* Start Source document *
The Daye town sits on the southwestern margin of the North China craton, bordered to the east by the Songshan anticline and the west by the Daye-Yangtai syncline. As shown in Figure 2, the area’s structures are complicated and marked by several folds and northeastern- and southwestern-striking faults. The terrain is hilly-escrow mainly landforms.

Stratigraphic units in the region mainly consist of middle Paleoproterozoic to Triassic Marine sedimentary rocks, with minor Tertiary and Quaternary rocks. The upper Cambrian Changshan and Gushan Formation (Fms.) is exposed in the south of the region, composed of 50–300 m thick dolostones and limestones. Conformable overlying the Ordovician Majiagou Fm. and Carboniferous Taiyuan, Benxi Fms. in parts of these areas. Majiagou Fm. is composed of gray thin-bedded argillaceous limestone interbedded with yellowish-green shale in the lower member and dark gray thick-bedded limestone in the upper member. Taiyuan Fm. is dominated by black thick-bedded limestone interbedded with gray sandy shale and sandstone, interbedding with coal seam. The lower Benxi Fm. is the varietal bauxite shale and nest magnetite layer. The upper Benxi Fm. is dark gray limestone. The lower Benxi Fm. is the varietal bauxite shale and nest magnetite layer, and the upper is dark gray limestone. The widespread Permian sequence of shales, cherts, and coal beds in the northwestern and eastern of the region. The lower Permian Shanxi Fm., locally intercalated with coal shale, conformably overlying the upper Carboniferous Taiyuan Fm. The magenta quartzite of Lower Proterozoic Songshan Group and Sinian Maanshan Fm. outcrops in the southeast corner. The region’s western, northern, and central parts are covered with Quaternary thin alluvial sand, gray-yellow sand, and maroon sub-clay. This region hosts numerous sedimentary minerals in the Ordovician and Carboniferous strata, showing the characteristics of concentrated contiguous. The main mining minerals are coal, clay, bauxite, and iron ore. However, the long-term, large-scale mining of mineral resources has also resulted in a large area of subsidence and destruction of cultivated land. The geographic location and open-pit mine distribution are shown in Figure 1d.
* End Source document *
* Start Provided information *
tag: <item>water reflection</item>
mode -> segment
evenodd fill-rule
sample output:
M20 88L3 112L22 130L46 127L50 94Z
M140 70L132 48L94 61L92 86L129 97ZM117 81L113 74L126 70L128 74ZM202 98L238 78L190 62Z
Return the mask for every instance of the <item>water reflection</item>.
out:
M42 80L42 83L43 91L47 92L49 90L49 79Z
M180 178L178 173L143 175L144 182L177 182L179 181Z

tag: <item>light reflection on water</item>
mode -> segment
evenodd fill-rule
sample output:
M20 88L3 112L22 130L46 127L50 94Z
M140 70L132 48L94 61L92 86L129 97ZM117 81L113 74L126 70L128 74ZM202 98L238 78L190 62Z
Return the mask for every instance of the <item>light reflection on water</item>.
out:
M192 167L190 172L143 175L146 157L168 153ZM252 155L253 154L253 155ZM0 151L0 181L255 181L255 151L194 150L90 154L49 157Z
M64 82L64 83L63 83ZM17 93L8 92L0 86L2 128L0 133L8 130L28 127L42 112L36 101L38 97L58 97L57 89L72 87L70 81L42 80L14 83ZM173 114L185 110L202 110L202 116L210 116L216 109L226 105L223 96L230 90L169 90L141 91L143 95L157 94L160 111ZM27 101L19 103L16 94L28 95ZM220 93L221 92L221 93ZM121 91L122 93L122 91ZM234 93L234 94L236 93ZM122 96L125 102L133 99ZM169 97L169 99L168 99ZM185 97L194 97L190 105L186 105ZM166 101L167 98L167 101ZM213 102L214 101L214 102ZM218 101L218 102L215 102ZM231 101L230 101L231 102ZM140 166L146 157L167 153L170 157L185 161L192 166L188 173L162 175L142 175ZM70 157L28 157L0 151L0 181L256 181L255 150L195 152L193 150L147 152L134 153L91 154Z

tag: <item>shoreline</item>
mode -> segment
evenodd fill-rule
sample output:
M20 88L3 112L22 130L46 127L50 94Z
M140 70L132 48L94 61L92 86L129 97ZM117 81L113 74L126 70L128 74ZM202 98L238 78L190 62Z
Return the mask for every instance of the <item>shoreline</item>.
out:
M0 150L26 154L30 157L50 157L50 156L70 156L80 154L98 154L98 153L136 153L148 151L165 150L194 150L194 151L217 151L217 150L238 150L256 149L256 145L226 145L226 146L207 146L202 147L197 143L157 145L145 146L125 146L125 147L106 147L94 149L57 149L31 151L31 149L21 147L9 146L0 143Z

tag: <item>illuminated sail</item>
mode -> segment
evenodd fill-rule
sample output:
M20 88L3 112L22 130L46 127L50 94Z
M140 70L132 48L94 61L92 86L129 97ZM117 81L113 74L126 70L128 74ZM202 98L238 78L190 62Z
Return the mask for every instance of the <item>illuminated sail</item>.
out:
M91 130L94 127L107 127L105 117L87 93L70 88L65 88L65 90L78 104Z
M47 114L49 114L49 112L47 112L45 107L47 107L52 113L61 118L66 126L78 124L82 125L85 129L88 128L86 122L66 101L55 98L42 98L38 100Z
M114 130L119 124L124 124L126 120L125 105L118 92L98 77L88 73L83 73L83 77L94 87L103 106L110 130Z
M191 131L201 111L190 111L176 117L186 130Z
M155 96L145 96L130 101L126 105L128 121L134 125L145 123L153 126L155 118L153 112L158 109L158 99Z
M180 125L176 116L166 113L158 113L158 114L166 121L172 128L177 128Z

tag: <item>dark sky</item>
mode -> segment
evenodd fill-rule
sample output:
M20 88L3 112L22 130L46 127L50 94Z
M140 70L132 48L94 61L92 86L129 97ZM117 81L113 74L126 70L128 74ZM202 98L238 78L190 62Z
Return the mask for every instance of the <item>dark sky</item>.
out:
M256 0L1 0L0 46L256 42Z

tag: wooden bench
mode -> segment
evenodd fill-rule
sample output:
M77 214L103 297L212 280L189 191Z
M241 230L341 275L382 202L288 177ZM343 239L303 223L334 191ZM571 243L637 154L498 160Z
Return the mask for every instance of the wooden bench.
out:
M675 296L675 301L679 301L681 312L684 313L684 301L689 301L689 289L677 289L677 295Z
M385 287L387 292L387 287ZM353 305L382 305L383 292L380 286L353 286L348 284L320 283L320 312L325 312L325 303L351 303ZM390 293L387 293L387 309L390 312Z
* End Provided information *
• Given exercise
Which minerals does the geology passage list as the main ones mined in the Daye region?

• Exercise output
Coal, clay, bauxite, and iron ore.